El capitán era un personaje de novela: distinguido, con una biografía que incluía tempestades épicas y romances discretos en puertos exóticos. Un protagonista de Conrad o un Jim Hawkins de Stevenson. El capitán no llevaba pinganillo ni camiseta corporativa. El uniforme era sagrado y la mirada, imperturbable. No tenía por misión animar el concurso de imitadores de Elvis, sino gobernar el barco como un pequeño país con bandera propia y orgullo infinito. La máxima autoridad.
Los cruceros se convirtieron en centros comerciales con marejada, en parques temáticos que flotan
El pasaje también ha ido a peor. Compartían un código no escrito: se hablaba bajo, se saludaba al cruzarse por cubierta, se leía un libro sin la necesidad de que sonara un hilo musical de reguetón, y si alguien bebía demasiado, lo hacía con elegancia, sin arrastrar una jarra de plástico con bebida fluorescente. Pero llegó la democratización del mar: ese invento tan bienintencionado como letal para la humanidad. Los cruceros se convirtieron en centros comerciales con marejada, en parques temáticos que flotan. Ya no embarcan viajeros, sino hordas: familias que, a juzgar por las maletas, han decidido instalarse de forma permanente; grupos de amigos que creen que «navegar» consiste en recorrer la cubierta del bufé al bar y del bar al karaoke; y parejas que no conciben el mar sin un palo selfi que amenaza los ojos ajenos.

Tarea breve –
¿Puedes reproducir el fragmento sobre los cruceros completo, sin cambiar nada? No hace falta usar los datos.

Datos proporcionados –
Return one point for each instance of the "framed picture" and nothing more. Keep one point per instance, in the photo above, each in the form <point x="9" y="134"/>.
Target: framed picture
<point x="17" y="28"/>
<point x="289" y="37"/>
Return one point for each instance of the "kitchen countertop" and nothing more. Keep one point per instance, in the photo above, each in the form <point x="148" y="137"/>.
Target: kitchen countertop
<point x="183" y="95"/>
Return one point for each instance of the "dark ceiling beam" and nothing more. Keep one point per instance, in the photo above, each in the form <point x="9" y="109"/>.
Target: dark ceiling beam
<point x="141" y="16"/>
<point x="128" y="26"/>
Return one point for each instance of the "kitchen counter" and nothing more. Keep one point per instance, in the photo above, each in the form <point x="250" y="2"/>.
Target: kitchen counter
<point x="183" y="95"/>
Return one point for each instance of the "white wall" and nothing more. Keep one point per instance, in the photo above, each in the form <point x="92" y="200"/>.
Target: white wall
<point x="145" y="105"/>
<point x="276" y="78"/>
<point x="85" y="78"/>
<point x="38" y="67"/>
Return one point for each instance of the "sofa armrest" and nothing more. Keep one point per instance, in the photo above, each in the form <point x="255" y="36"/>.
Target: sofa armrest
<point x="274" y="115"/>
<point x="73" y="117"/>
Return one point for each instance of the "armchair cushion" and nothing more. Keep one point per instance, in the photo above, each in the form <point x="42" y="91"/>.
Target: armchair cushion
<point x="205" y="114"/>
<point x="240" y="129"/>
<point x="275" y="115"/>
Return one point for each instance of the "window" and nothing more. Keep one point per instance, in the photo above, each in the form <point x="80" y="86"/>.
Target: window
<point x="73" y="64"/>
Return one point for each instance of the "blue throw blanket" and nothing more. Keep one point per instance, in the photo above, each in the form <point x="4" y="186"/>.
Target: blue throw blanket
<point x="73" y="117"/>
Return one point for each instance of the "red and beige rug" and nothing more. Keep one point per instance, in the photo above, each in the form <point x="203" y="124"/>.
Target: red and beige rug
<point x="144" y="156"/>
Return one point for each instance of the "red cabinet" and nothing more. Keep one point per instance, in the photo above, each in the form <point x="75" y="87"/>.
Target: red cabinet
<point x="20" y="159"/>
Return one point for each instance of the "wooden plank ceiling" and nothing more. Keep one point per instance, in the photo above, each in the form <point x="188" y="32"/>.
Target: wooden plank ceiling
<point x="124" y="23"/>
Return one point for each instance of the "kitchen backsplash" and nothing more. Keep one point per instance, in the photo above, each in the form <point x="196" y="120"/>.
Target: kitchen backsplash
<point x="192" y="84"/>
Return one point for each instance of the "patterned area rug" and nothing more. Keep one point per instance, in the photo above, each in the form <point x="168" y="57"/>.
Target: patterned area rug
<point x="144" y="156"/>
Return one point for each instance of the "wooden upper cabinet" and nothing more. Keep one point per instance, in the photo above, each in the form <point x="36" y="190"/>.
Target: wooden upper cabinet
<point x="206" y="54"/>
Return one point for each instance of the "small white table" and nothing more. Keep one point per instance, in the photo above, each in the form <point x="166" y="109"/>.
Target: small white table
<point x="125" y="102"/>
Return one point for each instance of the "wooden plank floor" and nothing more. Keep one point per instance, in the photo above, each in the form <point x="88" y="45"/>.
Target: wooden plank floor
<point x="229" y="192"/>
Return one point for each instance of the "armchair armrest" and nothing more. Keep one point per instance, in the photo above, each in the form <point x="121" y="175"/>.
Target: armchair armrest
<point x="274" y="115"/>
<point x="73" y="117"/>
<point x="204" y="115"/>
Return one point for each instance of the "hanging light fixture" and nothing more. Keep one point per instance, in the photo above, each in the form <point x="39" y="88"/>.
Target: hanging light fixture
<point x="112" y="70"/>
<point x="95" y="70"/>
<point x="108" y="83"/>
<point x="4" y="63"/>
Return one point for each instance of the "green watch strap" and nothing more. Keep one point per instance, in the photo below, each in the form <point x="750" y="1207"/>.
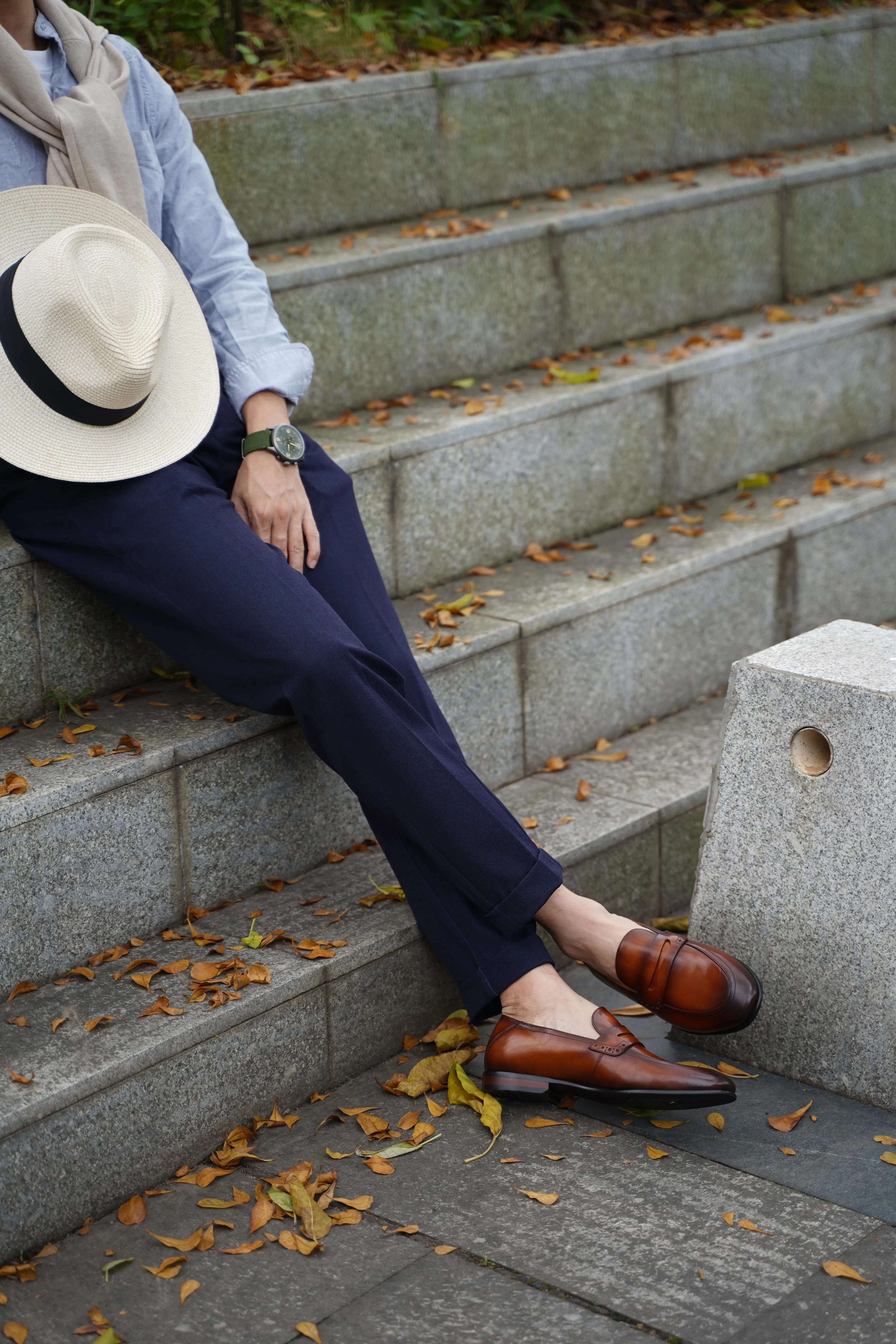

Resultado –
El capitán era un personaje de novela: distinguido, con una biografía que incluía tempestades épicas y romances discretos en puertos exóticos. Un protagonista de Conrad o un Jim Hawkins de Stevenson. El capitán no llevaba pinganillo ni camiseta corporativa. El uniforme era sagrado y la mirada, imperturbable. No tenía por misión animar el concurso de imitadores de Elvis, sino gobernar el barco como un pequeño país con bandera propia y orgullo infinito. La máxima autoridad.
Los cruceros se convirtieron en centros comerciales con marejada, en parques temáticos que flotan
El pasaje también ha ido a peor. Compartían un código no escrito: se hablaba bajo, se saludaba al cruzarse por cubierta, se leía un libro sin la necesidad de que sonara un hilo musical de reguetón, y si alguien bebía demasiado, lo hacía con elegancia, sin arrastrar una jarra de plástico con bebida fluorescente. Pero llegó la democratización del mar: ese invento tan bienintencionado como letal para la humanidad. Los cruceros se convirtieron en centros comerciales con marejada, en parques temáticos que flotan. Ya no embarcan viajeros, sino hordas: familias que, a juzgar por las maletas, han decidido instalarse de forma permanente; grupos de amigos que creen que «navegar» consiste en recorrer la cubierta del bufé al bar y del bar al karaoke; y parejas que no conciben el mar sin un palo selfi que amenaza los ojos ajenos.